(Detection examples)
++++++++

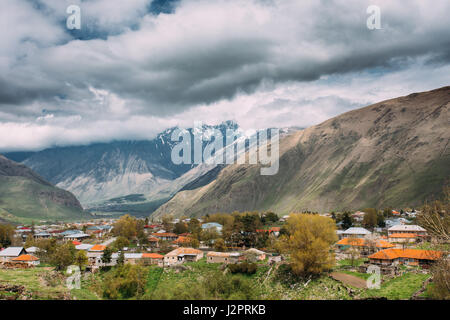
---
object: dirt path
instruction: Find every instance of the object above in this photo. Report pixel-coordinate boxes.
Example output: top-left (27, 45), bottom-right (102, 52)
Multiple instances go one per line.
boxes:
top-left (330, 272), bottom-right (367, 289)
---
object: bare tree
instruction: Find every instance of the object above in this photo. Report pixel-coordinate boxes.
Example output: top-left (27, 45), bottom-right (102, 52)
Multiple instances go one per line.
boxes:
top-left (417, 186), bottom-right (450, 243)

++++++++

_Problem requirements_.
Return the lines of the listing above unchanged, from its start through the line containing "top-left (330, 272), bottom-right (367, 289)", with that line included. Leave out the pictures.

_Exercise solution_.
---
object: dirt path
instruction: Find every instance of the object above in this photo. Report pixel-coordinate boxes.
Example output: top-left (27, 45), bottom-right (102, 52)
Multiple instances go one per line.
boxes:
top-left (330, 272), bottom-right (367, 289)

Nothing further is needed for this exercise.